## The task
Show every line of the records that contains the word "black". Case counts.

[Pointing and labeling records]
◇ ◇ ◇ ◇

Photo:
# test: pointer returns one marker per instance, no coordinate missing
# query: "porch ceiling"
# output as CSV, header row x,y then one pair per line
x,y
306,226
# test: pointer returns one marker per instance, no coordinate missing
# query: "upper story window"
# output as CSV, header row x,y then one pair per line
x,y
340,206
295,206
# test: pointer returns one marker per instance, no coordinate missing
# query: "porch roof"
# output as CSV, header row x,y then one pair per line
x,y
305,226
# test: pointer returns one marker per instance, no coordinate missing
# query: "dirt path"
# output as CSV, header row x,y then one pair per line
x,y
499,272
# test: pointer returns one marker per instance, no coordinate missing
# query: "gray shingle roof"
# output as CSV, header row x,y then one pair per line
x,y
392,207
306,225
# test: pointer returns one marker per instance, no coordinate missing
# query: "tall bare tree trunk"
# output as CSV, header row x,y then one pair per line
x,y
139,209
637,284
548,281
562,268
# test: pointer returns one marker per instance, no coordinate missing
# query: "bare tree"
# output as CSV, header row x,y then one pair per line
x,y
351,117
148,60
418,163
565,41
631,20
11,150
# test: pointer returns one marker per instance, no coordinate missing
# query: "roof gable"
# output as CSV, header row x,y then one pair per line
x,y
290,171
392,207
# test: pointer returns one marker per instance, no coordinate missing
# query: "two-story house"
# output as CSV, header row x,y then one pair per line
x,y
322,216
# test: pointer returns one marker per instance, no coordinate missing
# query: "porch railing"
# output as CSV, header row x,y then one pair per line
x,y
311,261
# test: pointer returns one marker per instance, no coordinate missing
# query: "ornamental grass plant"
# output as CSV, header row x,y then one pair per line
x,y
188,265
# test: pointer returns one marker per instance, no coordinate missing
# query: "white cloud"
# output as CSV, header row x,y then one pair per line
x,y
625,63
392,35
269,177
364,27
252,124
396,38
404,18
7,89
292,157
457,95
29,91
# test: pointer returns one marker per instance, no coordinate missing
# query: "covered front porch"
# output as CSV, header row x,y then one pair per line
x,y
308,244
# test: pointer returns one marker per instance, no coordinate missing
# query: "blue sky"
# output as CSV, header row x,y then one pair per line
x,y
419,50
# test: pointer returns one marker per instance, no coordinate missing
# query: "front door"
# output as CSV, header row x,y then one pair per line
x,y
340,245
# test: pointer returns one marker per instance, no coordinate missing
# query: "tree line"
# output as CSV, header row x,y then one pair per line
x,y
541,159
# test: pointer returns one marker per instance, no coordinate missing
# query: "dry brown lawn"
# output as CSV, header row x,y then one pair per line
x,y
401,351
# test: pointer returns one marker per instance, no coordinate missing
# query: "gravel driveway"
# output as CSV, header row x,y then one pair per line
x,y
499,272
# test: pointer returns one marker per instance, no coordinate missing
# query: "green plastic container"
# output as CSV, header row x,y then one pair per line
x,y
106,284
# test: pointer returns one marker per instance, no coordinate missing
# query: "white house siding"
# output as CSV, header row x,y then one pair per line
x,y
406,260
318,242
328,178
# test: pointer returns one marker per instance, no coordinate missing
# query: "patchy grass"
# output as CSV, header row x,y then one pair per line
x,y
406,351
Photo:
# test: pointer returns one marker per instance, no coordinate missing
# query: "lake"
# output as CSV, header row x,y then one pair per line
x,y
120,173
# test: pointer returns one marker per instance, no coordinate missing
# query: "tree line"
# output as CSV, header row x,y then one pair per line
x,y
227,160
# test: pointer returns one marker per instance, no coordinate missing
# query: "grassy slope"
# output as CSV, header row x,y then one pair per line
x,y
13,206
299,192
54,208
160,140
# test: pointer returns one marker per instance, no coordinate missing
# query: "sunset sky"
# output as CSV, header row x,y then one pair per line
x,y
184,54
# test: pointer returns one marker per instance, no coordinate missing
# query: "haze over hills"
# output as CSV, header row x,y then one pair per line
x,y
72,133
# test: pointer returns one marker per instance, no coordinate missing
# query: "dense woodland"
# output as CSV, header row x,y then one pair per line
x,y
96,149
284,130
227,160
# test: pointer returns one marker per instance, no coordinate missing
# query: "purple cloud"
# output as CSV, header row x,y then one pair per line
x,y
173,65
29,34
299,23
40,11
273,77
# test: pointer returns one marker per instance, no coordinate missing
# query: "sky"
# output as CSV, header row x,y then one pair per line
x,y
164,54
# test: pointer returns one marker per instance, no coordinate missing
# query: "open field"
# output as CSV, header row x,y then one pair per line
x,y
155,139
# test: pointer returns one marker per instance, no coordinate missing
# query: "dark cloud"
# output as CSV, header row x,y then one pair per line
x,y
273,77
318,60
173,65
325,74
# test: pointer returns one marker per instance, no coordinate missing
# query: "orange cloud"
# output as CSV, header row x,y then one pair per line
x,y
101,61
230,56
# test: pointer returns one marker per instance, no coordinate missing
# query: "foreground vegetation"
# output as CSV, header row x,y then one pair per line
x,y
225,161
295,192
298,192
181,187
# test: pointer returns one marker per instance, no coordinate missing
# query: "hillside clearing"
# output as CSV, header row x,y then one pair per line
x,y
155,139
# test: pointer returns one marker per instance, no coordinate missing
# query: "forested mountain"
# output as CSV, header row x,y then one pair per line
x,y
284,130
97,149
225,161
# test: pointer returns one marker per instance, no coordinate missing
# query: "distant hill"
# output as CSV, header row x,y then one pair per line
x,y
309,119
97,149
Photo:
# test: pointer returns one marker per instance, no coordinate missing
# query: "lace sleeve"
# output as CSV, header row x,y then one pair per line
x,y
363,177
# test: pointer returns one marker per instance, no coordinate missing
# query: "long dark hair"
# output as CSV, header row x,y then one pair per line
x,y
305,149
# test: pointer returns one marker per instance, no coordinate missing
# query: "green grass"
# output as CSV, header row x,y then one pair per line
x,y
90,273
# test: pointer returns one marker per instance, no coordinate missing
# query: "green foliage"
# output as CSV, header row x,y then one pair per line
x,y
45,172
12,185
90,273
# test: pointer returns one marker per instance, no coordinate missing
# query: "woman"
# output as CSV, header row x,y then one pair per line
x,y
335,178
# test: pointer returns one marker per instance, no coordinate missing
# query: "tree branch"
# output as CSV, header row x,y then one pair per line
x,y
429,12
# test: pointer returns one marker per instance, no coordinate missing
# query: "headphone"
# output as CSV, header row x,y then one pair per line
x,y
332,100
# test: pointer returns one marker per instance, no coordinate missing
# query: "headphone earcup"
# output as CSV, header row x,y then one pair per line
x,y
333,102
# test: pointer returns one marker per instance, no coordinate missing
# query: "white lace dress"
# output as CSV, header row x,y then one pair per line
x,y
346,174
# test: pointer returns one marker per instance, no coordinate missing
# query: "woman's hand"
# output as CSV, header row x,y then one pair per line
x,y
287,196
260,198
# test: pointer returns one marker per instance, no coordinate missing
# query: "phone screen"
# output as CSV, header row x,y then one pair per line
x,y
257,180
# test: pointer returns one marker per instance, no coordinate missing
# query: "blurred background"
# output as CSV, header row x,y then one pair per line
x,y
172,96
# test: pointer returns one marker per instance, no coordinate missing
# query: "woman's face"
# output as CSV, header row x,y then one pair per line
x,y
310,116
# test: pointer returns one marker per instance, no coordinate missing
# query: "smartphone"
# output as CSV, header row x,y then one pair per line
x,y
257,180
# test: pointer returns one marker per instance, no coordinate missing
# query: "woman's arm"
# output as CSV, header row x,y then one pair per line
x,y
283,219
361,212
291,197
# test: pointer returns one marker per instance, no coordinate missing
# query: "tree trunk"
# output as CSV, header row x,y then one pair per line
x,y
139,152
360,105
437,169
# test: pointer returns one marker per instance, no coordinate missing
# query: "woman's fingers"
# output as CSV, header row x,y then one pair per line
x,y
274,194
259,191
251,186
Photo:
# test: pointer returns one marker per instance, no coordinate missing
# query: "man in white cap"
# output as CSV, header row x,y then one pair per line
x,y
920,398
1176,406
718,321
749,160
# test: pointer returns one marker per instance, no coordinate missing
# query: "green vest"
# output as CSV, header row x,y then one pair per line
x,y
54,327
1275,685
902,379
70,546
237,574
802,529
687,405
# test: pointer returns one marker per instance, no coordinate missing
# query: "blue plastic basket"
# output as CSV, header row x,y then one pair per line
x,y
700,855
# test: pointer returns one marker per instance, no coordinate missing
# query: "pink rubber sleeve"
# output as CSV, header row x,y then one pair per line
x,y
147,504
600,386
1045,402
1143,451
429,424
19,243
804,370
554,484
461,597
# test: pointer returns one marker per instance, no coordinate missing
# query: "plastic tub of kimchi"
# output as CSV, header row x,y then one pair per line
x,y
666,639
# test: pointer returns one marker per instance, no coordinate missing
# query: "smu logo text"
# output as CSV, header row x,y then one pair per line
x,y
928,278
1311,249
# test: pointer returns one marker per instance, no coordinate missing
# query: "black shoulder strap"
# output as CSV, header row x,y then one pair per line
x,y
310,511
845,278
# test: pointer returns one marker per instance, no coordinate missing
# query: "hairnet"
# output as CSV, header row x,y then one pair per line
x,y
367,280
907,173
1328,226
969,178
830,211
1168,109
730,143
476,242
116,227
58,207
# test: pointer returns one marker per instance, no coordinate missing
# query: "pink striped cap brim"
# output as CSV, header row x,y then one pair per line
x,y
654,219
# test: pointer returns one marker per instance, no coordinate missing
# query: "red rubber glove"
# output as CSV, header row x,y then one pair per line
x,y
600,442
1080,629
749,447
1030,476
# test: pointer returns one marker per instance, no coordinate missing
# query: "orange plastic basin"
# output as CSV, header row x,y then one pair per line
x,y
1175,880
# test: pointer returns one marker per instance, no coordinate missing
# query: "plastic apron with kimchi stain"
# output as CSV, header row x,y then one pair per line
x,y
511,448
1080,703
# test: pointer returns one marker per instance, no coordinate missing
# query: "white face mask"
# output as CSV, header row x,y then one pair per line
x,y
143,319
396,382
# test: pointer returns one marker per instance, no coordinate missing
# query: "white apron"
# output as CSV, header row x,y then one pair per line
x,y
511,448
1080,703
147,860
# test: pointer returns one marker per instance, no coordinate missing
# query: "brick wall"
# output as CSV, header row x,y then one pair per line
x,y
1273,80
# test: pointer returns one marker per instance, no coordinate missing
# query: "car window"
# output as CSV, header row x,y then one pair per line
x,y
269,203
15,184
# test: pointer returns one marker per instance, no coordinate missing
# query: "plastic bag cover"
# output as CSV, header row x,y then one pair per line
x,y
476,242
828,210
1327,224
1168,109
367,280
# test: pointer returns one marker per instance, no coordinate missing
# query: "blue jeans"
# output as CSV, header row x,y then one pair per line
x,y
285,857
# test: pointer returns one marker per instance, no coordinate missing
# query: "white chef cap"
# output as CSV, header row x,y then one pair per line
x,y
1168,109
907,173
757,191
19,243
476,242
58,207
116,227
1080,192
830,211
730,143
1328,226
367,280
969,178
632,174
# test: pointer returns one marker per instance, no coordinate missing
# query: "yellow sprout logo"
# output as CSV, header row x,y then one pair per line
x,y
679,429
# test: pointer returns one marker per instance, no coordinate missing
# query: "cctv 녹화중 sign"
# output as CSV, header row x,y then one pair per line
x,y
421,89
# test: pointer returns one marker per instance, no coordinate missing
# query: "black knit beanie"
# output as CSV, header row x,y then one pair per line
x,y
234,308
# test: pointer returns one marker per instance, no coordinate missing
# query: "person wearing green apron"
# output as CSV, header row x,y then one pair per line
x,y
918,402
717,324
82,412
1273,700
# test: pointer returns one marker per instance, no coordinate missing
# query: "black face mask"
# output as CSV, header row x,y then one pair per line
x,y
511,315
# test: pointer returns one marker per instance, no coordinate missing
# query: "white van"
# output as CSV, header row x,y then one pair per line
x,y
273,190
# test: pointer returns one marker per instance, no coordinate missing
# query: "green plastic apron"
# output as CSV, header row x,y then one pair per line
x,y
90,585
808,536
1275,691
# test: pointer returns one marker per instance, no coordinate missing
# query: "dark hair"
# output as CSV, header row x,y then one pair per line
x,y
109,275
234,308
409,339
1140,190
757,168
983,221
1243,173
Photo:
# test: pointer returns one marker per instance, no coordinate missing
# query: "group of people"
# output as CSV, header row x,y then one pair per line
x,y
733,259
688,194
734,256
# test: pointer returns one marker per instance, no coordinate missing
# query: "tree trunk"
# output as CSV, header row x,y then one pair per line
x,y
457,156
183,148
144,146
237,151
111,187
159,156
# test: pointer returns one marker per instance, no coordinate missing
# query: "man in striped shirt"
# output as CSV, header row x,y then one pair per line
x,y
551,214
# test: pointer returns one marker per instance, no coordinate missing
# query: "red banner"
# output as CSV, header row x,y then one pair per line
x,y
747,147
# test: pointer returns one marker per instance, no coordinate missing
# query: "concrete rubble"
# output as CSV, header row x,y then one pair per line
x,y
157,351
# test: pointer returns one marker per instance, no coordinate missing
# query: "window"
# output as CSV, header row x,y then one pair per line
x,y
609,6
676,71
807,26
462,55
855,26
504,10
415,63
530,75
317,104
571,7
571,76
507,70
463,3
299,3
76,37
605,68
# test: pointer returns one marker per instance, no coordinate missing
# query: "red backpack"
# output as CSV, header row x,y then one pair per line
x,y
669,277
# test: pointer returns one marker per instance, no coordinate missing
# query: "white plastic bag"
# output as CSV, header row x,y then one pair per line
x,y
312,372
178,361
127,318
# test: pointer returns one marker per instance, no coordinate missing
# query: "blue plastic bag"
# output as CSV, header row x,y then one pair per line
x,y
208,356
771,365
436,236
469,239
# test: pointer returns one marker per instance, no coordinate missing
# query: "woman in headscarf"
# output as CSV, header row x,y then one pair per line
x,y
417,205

◇ ◇ ◇ ◇

## Expected answer
# query: "black shoulder strap"
# query: "black knit beanie"
# query: "black face mask"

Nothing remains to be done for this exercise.